GIVEN TEXT:
New review paper on ZX-Calculus – From theory to practice – how diagrammatic calculus aids guides quantum computing in the real world.
“In science…novelty emerges only with difficulty, manifested by resistance, against a background provided by expectation. Initially only the anticipated and usual are experienced even under circumstances where anomaly is later to be observed.” Thomas Kuhn, The Structure of Scientific Revolutions
Programmers and software developers working in traditional classical computing have long grown used to hearing about quantum computing. However, for the past two decades they have been able to benefit from massive advances in the speed of classical hardware, even as they approach the limits of silicon devices, with resulting spectacular and relentless progress in areas across the spectrum of computational tasks from apps on smartphones to industrial scale machine learning. Over that same period, meanwhile, quantum computers, designed to tackle computational problems that are too difficult for conventional computers to solve, have remained little more than an area of academic study.
The developments in the past year or so suggest that quantum computing is no longer simply an uncertain, far-distant possibility. First, quantum computers are now available to an increasingly large constituency of experimental users. Second, the decisions by organisations such as Microsoft and IBM to offer access to quantum processors on their cloud platforms. To that end, they have published roadmaps that suggest rapid growth in the scale and capacity of quantum computing processors for real-world applications, often in hybrid classical-quantum constructs.
One of the main challenges for computer professionals who have not been exposed to or trained in quantum computing is that any attempt to “get under the hood” leads almost immediately to a realisation that quantum physics is a foreign country. One with symbols, notation and idioms that reflect logical structures that can be incomprehensibly obscure.
Whilst it is likely that quantum computing will eventually evolve to the point where real-world problems will be solved with the use of high-level programming languages that do not require an in-depth knowledge of quantum physics, it is equally the case that to fully benefit from this paradigm shift in computation, one should have at least a basic understanding of the core precepts.

RECORDS SHOWN:
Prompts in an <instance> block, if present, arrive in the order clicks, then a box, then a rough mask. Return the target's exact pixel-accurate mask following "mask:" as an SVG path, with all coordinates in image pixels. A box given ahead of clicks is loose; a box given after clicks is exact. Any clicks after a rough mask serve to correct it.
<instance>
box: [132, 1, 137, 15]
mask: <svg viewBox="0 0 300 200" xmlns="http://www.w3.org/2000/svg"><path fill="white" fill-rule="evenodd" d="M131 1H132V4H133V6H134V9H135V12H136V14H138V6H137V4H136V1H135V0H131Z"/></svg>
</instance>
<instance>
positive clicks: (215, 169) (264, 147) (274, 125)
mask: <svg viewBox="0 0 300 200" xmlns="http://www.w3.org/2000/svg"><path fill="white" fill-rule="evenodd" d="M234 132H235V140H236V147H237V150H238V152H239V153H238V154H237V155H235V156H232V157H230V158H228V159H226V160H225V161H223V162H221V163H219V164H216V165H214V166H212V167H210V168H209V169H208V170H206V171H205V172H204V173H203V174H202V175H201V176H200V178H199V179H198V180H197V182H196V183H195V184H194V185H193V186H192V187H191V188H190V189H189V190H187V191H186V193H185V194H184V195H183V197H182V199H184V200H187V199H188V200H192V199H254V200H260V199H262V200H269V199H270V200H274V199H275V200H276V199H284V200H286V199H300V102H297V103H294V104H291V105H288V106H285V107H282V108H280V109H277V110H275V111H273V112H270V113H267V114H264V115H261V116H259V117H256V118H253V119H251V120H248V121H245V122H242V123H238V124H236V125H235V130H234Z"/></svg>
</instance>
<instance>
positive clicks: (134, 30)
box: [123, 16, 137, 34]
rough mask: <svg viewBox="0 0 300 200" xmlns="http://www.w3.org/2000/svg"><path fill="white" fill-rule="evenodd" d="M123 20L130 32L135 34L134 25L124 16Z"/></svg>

TASKS:
(A) Update the mask records by replacing "rough mask" with "coarse mask" everywhere it occurs, and leave everything else unchanged.
(B) Continue the article on quantum computing for classical programmers from its final sentence.

TASK-BY-TASK ANSWERS:
(A)
Prompts in an <instance> block, if present, arrive in the order clicks, then a box, then a coarse mask. Return the target's exact pixel-accurate mask following "mask:" as an SVG path, with all coordinates in image pixels. A box given ahead of clicks is loose; a box given after clicks is exact. Any clicks after a coarse mask serve to correct it.
<instance>
box: [132, 1, 137, 15]
mask: <svg viewBox="0 0 300 200" xmlns="http://www.w3.org/2000/svg"><path fill="white" fill-rule="evenodd" d="M131 1H132V4H133V6H134V9H135V12H136V14H138V6H137V4H136V1H135V0H131Z"/></svg>
</instance>
<instance>
positive clicks: (215, 169) (264, 147) (274, 125)
mask: <svg viewBox="0 0 300 200" xmlns="http://www.w3.org/2000/svg"><path fill="white" fill-rule="evenodd" d="M234 132H235V140H236V147H237V150H238V152H239V153H238V154H237V155H235V156H232V157H230V158H228V159H226V160H225V161H223V162H221V163H219V164H216V165H214V166H212V167H210V168H209V169H208V170H206V171H205V172H204V173H203V174H202V175H201V176H200V178H199V179H198V180H197V182H196V183H195V184H194V185H193V186H192V187H191V188H190V189H189V190H187V191H186V193H185V194H184V195H183V197H182V199H184V200H187V199H188V200H192V199H254V200H260V199H262V200H269V199H270V200H274V199H275V200H276V199H284V200H286V199H300V102H297V103H294V104H291V105H288V106H285V107H282V108H280V109H277V110H275V111H273V112H270V113H267V114H264V115H261V116H259V117H256V118H253V119H251V120H248V121H245V122H242V123H238V124H236V125H235V130H234Z"/></svg>
</instance>
<instance>
positive clicks: (134, 30)
box: [123, 16, 137, 34]
coarse mask: <svg viewBox="0 0 300 200" xmlns="http://www.w3.org/2000/svg"><path fill="white" fill-rule="evenodd" d="M123 20L130 32L135 34L134 25L124 16Z"/></svg>

(B)
A paper published on the pre-print arXiv by CQC and written by Bob Coecke (CQC), and his associates Quanlong Wang (CQC), Dominic Horsman (Université Grenoble Alpes) and Aleks Kissinger (University of Oxford), provides curious non-specialists, as well as quantum scientists, with a unique and practical tool to come to grips with the core concepts and foundational building blocks of quantum computing. The paper, “Kindergarten Quantum Mechanics Graduates”, is described by Bob Coecke as a “spiritual god child” of papers in 2004 and 2008 that effectively introduced “ZX Calculus” as a diagrammatic form to untangle and make more intuitive the processes that are described by the postulates of quantum physics.
This is not the first time that theoretical physics has seen the benefits of supplementing or replacing complex formulas with diagrams. Feynman’s ingenious diagrammatic notations for describing elementary particles are now as ubiquitous and popular as they were ignored when first introduced. Bob Coecke and Ross Duncan (the original co-founders of ZX-calculus) took matters one step further and entirely replaced the usual formulation of quantum computing. And now, 12 years after ZX was first formalised, it is being adopted and used as a standard tool in quantum computing by an increasing number of developers and organisations.
But then again as Thomas Kuhn reminded us, novelty, true novelty, takes time to seed and grow roots.
About Cambridge Quantum Computing
Founded in 2014 and backed by some of the world’s leading quantum computing companies, CQC is a global leader in quantum software and quantum algorithms, enabling clients to achieve the most out of rapidly evolving quantum computing hardware. CQC has offices in the UK, USA and Japan. For more information, visit CQC at http://www.cambridgequantum.com and on LinkedIn. Access the tket Python module on GitHub.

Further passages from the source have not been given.